▶ [Description of the task] Extract every line of the material that holds the string "pedestal".

▶ [Listed records]

-*-

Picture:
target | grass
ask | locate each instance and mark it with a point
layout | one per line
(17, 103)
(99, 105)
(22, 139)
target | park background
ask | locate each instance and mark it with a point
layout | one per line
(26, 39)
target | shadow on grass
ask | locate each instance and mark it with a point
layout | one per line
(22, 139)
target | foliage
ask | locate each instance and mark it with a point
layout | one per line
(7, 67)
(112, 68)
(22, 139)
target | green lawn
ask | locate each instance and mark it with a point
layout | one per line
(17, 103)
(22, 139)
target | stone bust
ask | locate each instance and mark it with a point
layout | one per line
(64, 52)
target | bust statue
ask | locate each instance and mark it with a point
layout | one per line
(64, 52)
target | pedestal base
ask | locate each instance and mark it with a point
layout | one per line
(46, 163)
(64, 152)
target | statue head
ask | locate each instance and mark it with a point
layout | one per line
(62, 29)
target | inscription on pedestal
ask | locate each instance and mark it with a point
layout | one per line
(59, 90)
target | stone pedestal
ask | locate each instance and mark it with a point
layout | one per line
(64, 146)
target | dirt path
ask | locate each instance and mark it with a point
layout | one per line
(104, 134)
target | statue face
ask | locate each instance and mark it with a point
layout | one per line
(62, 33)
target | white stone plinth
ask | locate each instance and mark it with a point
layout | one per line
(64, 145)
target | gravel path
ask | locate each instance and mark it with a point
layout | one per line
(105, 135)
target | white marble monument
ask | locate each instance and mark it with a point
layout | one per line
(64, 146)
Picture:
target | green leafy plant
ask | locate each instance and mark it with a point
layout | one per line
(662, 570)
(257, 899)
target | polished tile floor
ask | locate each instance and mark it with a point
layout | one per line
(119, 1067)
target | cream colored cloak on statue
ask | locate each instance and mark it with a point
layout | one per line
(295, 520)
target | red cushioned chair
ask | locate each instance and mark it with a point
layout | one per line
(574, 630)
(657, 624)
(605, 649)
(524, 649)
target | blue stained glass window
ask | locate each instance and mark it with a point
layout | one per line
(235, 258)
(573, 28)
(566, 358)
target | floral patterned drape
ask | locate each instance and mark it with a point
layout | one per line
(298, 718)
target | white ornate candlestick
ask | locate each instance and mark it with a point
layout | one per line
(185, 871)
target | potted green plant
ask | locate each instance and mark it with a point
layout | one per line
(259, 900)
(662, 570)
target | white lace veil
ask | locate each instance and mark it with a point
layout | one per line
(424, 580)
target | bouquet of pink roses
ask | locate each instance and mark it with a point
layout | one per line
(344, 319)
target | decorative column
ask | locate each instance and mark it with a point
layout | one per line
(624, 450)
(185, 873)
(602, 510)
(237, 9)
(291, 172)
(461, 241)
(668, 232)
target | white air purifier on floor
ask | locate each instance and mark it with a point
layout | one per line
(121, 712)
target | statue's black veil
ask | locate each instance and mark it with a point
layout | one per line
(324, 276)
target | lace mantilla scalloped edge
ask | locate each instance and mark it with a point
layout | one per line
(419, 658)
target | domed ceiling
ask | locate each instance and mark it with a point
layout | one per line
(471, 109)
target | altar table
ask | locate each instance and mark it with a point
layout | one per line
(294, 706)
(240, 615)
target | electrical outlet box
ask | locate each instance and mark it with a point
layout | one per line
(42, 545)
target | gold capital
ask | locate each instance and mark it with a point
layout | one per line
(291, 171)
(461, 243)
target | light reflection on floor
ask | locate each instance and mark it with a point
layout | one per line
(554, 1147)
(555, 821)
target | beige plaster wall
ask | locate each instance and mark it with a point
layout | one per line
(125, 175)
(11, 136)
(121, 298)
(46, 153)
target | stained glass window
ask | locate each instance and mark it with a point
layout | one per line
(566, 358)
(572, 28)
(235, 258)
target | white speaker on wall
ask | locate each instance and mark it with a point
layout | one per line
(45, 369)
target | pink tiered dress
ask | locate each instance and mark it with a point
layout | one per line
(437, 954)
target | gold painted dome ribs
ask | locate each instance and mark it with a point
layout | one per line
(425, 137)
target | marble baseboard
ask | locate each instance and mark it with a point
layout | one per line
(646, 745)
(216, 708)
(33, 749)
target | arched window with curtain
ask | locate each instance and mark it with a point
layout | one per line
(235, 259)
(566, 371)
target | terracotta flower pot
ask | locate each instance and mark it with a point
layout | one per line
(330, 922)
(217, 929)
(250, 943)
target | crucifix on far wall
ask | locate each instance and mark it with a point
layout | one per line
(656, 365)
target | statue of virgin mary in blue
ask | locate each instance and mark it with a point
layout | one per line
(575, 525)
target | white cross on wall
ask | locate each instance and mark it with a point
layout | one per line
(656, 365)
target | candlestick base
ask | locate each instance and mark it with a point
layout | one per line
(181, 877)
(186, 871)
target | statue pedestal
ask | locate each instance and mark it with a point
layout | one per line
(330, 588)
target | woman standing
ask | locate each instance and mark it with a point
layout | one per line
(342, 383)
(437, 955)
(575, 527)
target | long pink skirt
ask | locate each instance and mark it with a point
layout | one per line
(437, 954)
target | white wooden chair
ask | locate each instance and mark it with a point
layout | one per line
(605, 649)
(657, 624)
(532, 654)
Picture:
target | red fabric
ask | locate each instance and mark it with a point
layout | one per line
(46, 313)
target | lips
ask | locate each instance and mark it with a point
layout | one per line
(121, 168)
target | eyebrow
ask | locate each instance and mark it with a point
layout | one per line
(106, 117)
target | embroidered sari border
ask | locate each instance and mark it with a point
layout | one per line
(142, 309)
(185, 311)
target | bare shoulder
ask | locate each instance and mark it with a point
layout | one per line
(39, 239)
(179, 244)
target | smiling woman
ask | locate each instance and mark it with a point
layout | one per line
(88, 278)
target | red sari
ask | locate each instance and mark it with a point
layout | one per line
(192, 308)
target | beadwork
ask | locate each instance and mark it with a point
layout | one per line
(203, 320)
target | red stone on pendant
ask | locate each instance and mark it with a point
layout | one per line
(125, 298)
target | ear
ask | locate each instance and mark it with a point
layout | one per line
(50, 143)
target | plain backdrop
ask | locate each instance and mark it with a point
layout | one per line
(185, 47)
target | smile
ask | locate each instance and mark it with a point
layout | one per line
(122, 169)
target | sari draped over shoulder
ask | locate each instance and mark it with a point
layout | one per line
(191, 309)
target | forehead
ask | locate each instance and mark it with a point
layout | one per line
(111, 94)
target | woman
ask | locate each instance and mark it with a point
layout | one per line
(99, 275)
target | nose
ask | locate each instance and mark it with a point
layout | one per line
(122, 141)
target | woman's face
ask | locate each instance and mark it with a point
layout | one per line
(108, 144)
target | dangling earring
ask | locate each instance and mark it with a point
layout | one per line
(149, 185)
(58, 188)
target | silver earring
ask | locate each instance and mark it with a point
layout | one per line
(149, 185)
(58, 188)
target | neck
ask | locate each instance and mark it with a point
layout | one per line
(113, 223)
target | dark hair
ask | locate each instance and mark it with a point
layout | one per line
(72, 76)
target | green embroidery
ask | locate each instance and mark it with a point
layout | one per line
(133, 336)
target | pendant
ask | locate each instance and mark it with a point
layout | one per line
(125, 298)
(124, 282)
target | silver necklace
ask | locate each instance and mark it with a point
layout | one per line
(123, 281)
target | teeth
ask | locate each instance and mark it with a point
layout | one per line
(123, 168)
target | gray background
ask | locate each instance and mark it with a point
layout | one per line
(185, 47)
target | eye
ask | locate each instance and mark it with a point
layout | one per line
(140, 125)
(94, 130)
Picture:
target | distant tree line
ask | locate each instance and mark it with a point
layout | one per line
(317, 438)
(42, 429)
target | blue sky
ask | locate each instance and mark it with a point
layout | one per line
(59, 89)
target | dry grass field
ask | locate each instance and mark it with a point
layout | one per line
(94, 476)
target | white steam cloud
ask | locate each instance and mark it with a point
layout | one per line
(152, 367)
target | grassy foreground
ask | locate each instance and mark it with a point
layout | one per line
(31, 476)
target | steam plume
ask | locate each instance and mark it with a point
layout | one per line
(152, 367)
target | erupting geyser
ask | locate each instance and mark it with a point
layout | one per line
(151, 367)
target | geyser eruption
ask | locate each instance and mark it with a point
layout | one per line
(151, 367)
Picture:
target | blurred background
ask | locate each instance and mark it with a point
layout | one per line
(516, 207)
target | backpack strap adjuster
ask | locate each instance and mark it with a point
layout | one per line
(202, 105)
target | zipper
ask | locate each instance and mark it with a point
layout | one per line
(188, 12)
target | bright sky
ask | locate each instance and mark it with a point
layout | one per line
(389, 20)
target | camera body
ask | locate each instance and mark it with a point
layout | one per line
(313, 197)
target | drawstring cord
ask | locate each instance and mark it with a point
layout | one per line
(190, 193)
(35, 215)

-*-

▶ [Answer for this exercise]
target | pedestal base
target | inscription on pedestal
target | stone pedestal
target | statue pedestal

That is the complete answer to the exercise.